## SUPPLIED DATA

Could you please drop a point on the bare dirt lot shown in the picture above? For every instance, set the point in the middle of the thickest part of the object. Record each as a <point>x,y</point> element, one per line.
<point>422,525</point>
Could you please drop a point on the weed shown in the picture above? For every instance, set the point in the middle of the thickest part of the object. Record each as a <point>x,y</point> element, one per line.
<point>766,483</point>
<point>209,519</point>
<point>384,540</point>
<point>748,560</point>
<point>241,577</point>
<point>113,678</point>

## WORK INSTRUCTIONS
Your answer must be every record above, repeated exactly.

## WORKED SOLUTION
Could you please drop a point on the bare dirt lot shown in the picture above? For every instance, set the point in the middle of the thickest part of the object. Record each as a <point>x,y</point> element, one per line.
<point>422,525</point>
Could you please drop a point on the weed shown in the picture above? For every instance, set the point in the middle of the thickest part of the object. Record each as a <point>x,y</point> element, one per line.
<point>766,483</point>
<point>209,519</point>
<point>384,540</point>
<point>748,560</point>
<point>241,577</point>
<point>113,678</point>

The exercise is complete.